• [Document section]
┌────────

The plan shows a typical Roman house (domus) in ancient Rome. Obviously, the number of rooms and the structure changed, depending on the times and wealth of the host; nevertheless, the layout and location of the rooms in the house were basically similar.

Roman house plan.
Graphics: PureCore / Creative Commons Attribution-Share Alike 3.0 Unported

Entrance doors and tabernae (shops)

The entrance door to the house (ostium) was usually double-leaf and opened inwards; There was also a knocker on the door. In addition to the main entrance in the house, there was an additional door (posticum), which served slaves and domestic help. Sometimes the master of the house used them, wanting to go for a walk, without risking surveillance by other household members.

In front of the house, there could also be shops (tabernae) that were leased to other citizens. The entrances to them were from the street.

Vestibule – vestibule

The visitor entering the house first crossed the vestibule (vestibulum), today’s vestibule. Sometimes, on the floor of the vestibule, the host greeted the guest with an additional warning “beware of the dog” (cave canem), or he announced his joy to visit his house with the words “be well” (salve). Everything was naturally made with small pebbles in the form of mosaics.

└────────

• [Recorded information]
┌────────

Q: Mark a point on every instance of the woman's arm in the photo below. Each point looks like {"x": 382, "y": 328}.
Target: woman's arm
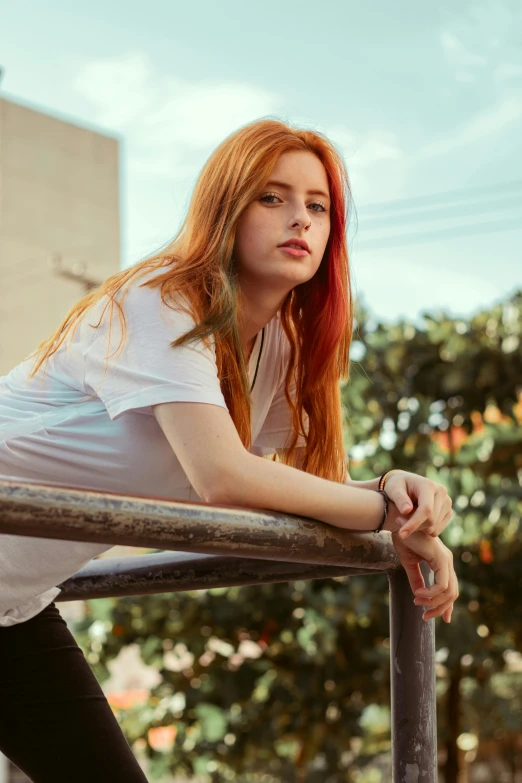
{"x": 223, "y": 472}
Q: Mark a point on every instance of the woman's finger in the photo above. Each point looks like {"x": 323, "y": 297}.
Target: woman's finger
{"x": 429, "y": 614}
{"x": 445, "y": 601}
{"x": 435, "y": 594}
{"x": 415, "y": 577}
{"x": 420, "y": 515}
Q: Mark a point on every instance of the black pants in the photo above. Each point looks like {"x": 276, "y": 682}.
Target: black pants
{"x": 55, "y": 722}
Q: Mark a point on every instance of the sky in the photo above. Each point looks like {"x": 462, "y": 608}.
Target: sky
{"x": 423, "y": 100}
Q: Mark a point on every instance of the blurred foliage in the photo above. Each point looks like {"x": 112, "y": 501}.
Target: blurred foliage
{"x": 290, "y": 682}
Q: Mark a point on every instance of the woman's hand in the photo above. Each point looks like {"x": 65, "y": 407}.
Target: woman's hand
{"x": 423, "y": 504}
{"x": 441, "y": 596}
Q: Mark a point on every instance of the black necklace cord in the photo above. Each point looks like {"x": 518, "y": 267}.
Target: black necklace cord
{"x": 258, "y": 358}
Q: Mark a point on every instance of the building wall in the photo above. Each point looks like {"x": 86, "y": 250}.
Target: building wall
{"x": 58, "y": 198}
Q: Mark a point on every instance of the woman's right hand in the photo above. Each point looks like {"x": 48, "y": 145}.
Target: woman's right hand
{"x": 419, "y": 547}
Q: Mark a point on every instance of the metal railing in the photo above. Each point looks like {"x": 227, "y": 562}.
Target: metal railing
{"x": 227, "y": 545}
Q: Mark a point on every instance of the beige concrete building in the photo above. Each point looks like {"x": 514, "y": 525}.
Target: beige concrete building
{"x": 59, "y": 223}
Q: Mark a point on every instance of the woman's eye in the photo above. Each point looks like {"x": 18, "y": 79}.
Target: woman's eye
{"x": 315, "y": 204}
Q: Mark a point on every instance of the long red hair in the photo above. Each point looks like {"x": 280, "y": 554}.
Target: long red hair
{"x": 199, "y": 262}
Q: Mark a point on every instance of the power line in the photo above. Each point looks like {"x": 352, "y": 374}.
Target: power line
{"x": 445, "y": 211}
{"x": 461, "y": 194}
{"x": 396, "y": 240}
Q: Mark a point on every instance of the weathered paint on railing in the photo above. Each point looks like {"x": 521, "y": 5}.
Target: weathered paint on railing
{"x": 80, "y": 515}
{"x": 170, "y": 572}
{"x": 283, "y": 547}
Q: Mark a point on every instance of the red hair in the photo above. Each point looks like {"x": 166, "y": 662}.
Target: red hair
{"x": 199, "y": 262}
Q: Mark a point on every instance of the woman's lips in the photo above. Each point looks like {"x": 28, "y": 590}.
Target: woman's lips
{"x": 293, "y": 251}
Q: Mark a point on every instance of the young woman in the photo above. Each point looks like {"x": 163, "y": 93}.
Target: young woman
{"x": 228, "y": 345}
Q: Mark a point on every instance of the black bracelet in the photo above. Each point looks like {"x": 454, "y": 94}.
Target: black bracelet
{"x": 385, "y": 515}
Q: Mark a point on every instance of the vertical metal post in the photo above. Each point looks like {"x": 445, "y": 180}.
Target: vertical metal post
{"x": 413, "y": 702}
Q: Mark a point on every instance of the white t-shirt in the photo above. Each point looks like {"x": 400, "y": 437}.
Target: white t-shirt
{"x": 50, "y": 433}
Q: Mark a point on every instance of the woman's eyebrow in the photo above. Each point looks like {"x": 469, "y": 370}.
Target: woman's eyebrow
{"x": 284, "y": 185}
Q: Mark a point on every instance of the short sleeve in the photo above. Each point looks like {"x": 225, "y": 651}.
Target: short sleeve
{"x": 147, "y": 370}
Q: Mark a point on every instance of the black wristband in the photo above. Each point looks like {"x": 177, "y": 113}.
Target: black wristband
{"x": 385, "y": 515}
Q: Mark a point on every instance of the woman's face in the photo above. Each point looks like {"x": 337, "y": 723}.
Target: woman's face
{"x": 278, "y": 214}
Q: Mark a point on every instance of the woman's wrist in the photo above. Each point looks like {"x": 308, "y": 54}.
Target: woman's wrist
{"x": 368, "y": 484}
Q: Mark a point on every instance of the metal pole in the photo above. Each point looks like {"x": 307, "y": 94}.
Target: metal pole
{"x": 413, "y": 702}
{"x": 84, "y": 515}
{"x": 169, "y": 572}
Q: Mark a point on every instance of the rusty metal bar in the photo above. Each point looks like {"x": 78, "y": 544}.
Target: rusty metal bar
{"x": 81, "y": 515}
{"x": 232, "y": 545}
{"x": 168, "y": 572}
{"x": 413, "y": 701}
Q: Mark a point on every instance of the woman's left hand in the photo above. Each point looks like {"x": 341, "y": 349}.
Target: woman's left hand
{"x": 424, "y": 504}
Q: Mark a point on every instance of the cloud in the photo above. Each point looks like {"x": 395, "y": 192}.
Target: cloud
{"x": 458, "y": 54}
{"x": 168, "y": 122}
{"x": 483, "y": 125}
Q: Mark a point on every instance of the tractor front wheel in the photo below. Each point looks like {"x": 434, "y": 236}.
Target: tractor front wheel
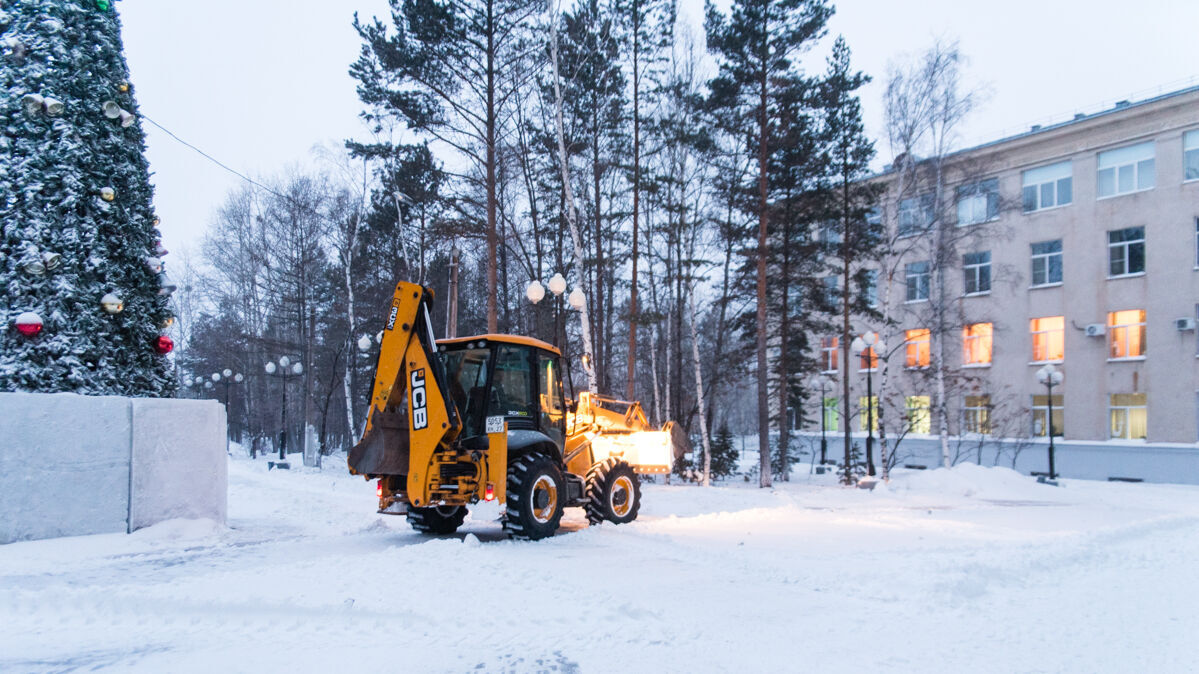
{"x": 535, "y": 498}
{"x": 437, "y": 519}
{"x": 614, "y": 492}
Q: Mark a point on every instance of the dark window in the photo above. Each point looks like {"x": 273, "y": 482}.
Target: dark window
{"x": 511, "y": 395}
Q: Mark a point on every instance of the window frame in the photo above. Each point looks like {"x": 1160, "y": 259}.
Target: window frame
{"x": 910, "y": 410}
{"x": 921, "y": 206}
{"x": 969, "y": 337}
{"x": 981, "y": 413}
{"x": 1126, "y": 245}
{"x": 1127, "y": 415}
{"x": 830, "y": 353}
{"x": 1112, "y": 336}
{"x": 1115, "y": 168}
{"x": 831, "y": 414}
{"x": 1190, "y": 137}
{"x": 923, "y": 280}
{"x": 1047, "y": 257}
{"x": 1059, "y": 413}
{"x": 1038, "y": 187}
{"x": 1034, "y": 332}
{"x": 988, "y": 190}
{"x": 873, "y": 401}
{"x": 909, "y": 343}
{"x": 978, "y": 270}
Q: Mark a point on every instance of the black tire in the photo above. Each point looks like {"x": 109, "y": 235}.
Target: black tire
{"x": 614, "y": 492}
{"x": 437, "y": 519}
{"x": 535, "y": 498}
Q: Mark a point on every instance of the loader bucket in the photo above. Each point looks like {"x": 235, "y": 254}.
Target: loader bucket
{"x": 646, "y": 451}
{"x": 384, "y": 450}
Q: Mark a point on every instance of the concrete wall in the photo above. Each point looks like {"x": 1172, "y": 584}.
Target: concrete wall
{"x": 92, "y": 464}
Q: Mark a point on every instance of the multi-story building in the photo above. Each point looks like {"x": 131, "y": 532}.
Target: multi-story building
{"x": 1076, "y": 245}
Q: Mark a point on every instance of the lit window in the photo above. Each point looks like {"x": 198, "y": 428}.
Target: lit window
{"x": 1047, "y": 263}
{"x": 868, "y": 407}
{"x": 1048, "y": 338}
{"x": 869, "y": 359}
{"x": 976, "y": 343}
{"x": 915, "y": 215}
{"x": 917, "y": 344}
{"x": 1127, "y": 169}
{"x": 871, "y": 288}
{"x": 919, "y": 417}
{"x": 976, "y": 415}
{"x": 830, "y": 411}
{"x": 830, "y": 234}
{"x": 1126, "y": 252}
{"x": 1048, "y": 186}
{"x": 1041, "y": 411}
{"x": 976, "y": 268}
{"x": 1191, "y": 155}
{"x": 832, "y": 290}
{"x": 1126, "y": 332}
{"x": 829, "y": 353}
{"x": 1130, "y": 420}
{"x": 917, "y": 277}
{"x": 978, "y": 202}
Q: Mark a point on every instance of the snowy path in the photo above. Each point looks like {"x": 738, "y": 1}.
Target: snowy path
{"x": 972, "y": 570}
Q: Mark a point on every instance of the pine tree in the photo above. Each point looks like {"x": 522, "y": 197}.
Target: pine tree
{"x": 724, "y": 455}
{"x": 76, "y": 208}
{"x": 850, "y": 200}
{"x": 757, "y": 46}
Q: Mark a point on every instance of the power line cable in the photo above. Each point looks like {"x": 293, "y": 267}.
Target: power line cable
{"x": 214, "y": 160}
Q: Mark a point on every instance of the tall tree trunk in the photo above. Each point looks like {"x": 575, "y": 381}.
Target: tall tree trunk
{"x": 763, "y": 374}
{"x": 631, "y": 381}
{"x": 348, "y": 379}
{"x": 572, "y": 214}
{"x": 492, "y": 239}
{"x": 699, "y": 392}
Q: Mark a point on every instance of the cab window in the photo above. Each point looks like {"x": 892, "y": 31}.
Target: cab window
{"x": 549, "y": 393}
{"x": 467, "y": 371}
{"x": 511, "y": 384}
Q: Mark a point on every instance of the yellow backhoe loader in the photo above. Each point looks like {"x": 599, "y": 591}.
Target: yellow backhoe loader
{"x": 483, "y": 417}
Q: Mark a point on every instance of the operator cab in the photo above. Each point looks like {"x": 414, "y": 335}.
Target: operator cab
{"x": 517, "y": 378}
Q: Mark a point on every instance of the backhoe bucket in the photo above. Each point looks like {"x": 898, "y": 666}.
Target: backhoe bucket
{"x": 384, "y": 449}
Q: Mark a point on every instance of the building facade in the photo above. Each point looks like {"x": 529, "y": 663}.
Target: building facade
{"x": 1074, "y": 245}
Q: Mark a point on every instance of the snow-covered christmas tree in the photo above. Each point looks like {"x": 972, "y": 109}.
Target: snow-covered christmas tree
{"x": 80, "y": 269}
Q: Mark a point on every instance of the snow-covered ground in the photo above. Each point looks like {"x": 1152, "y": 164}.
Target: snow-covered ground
{"x": 970, "y": 570}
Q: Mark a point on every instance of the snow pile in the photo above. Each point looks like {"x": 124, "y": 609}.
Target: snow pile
{"x": 962, "y": 570}
{"x": 969, "y": 480}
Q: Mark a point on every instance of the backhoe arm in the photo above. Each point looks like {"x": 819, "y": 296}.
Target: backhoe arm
{"x": 411, "y": 415}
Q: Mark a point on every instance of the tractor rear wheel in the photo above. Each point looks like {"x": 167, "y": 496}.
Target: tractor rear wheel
{"x": 437, "y": 519}
{"x": 614, "y": 492}
{"x": 535, "y": 498}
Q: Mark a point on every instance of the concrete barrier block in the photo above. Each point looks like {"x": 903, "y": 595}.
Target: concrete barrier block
{"x": 64, "y": 465}
{"x": 180, "y": 465}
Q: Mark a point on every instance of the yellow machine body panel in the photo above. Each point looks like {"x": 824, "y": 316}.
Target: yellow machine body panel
{"x": 619, "y": 428}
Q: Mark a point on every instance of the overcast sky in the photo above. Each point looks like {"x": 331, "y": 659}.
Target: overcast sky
{"x": 259, "y": 83}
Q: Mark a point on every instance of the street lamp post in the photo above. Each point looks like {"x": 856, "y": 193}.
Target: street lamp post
{"x": 872, "y": 343}
{"x": 1050, "y": 377}
{"x": 228, "y": 378}
{"x": 287, "y": 371}
{"x": 821, "y": 381}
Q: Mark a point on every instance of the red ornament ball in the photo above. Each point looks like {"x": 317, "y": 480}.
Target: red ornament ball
{"x": 29, "y": 324}
{"x": 163, "y": 344}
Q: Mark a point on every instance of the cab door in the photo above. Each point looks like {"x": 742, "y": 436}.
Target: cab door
{"x": 552, "y": 407}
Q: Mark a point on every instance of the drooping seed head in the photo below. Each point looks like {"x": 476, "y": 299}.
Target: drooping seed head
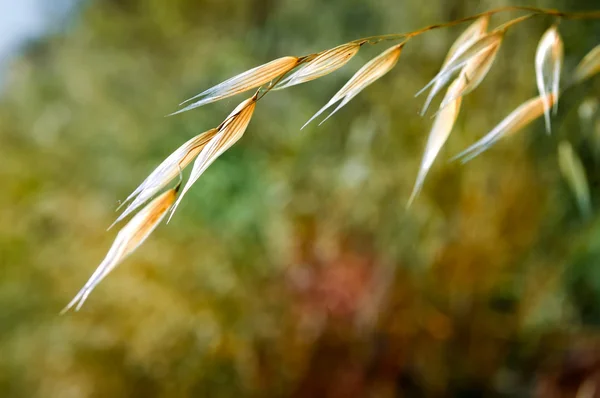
{"x": 133, "y": 234}
{"x": 548, "y": 64}
{"x": 248, "y": 80}
{"x": 365, "y": 76}
{"x": 166, "y": 172}
{"x": 442, "y": 126}
{"x": 228, "y": 133}
{"x": 517, "y": 120}
{"x": 322, "y": 64}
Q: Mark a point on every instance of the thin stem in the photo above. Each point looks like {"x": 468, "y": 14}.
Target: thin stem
{"x": 533, "y": 10}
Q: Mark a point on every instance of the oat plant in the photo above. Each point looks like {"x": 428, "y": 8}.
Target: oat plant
{"x": 466, "y": 65}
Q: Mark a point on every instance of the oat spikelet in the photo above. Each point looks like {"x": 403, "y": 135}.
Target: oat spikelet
{"x": 369, "y": 73}
{"x": 442, "y": 126}
{"x": 322, "y": 64}
{"x": 243, "y": 82}
{"x": 548, "y": 64}
{"x": 165, "y": 172}
{"x": 460, "y": 59}
{"x": 574, "y": 173}
{"x": 473, "y": 33}
{"x": 474, "y": 72}
{"x": 518, "y": 119}
{"x": 128, "y": 239}
{"x": 589, "y": 65}
{"x": 229, "y": 132}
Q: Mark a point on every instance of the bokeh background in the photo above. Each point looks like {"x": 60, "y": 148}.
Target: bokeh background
{"x": 292, "y": 268}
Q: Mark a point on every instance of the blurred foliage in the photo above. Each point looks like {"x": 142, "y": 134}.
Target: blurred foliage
{"x": 293, "y": 267}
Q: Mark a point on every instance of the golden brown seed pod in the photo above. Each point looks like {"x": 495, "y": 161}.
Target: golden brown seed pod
{"x": 322, "y": 64}
{"x": 248, "y": 80}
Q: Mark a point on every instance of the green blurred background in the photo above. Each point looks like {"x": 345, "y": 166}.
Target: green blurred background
{"x": 293, "y": 267}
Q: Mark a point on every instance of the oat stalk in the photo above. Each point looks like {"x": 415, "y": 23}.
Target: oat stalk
{"x": 468, "y": 62}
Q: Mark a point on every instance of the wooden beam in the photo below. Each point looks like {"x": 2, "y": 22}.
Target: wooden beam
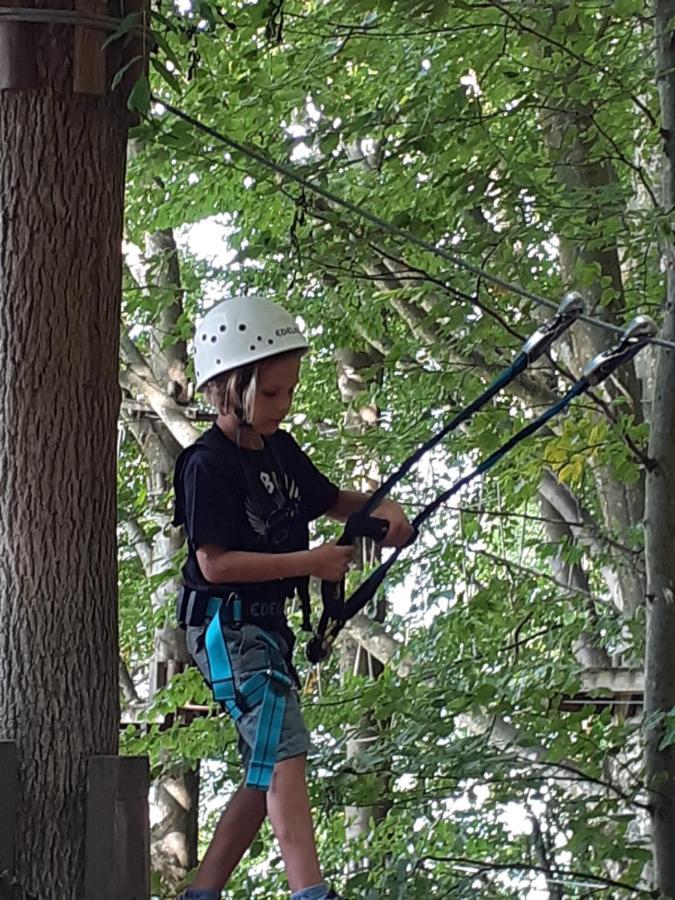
{"x": 117, "y": 841}
{"x": 9, "y": 791}
{"x": 615, "y": 681}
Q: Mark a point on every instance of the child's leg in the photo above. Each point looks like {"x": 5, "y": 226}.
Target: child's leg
{"x": 234, "y": 834}
{"x": 289, "y": 812}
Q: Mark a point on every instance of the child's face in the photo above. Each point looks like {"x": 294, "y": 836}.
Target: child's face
{"x": 277, "y": 380}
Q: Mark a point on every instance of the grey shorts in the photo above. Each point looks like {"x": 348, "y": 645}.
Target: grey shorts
{"x": 249, "y": 653}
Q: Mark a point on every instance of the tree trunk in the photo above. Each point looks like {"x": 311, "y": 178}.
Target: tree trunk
{"x": 354, "y": 658}
{"x": 174, "y": 800}
{"x": 660, "y": 518}
{"x": 62, "y": 184}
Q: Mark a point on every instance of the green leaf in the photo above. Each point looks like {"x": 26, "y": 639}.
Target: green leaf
{"x": 139, "y": 96}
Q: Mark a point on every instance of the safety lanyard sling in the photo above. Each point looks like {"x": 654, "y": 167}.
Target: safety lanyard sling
{"x": 337, "y": 610}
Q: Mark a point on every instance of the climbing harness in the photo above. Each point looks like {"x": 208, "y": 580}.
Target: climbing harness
{"x": 639, "y": 332}
{"x": 267, "y": 688}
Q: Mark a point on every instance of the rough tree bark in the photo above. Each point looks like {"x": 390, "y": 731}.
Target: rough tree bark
{"x": 660, "y": 504}
{"x": 62, "y": 183}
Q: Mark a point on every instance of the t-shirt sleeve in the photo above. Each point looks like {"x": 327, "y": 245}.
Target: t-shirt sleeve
{"x": 318, "y": 492}
{"x": 206, "y": 501}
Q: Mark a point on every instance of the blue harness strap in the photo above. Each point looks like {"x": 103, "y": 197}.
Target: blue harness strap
{"x": 268, "y": 687}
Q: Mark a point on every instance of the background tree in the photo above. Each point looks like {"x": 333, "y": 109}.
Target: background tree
{"x": 524, "y": 140}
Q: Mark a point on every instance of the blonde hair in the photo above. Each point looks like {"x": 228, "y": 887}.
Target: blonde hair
{"x": 234, "y": 391}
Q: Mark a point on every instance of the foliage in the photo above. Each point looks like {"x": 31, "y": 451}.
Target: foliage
{"x": 523, "y": 139}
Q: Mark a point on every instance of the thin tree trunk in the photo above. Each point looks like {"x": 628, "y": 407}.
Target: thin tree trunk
{"x": 174, "y": 800}
{"x": 660, "y": 524}
{"x": 62, "y": 188}
{"x": 354, "y": 658}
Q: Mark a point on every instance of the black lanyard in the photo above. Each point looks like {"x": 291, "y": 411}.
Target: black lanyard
{"x": 639, "y": 332}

└────────

• [Brief A]
Copy, word for word, the part of the Roman house text that opens with the words containing "The plan shows" and closes with "were basically similar.".
• [Brief B]
How many lines of the rows contain the word "facade"? Reply with the number only.

• [Task response A]
The plan shows a typical Roman house (domus) in ancient Rome. Obviously, the number of rooms and the structure changed, depending on the times and wealth of the host; nevertheless, the layout and location of the rooms in the house were basically similar.

• [Task response B]
2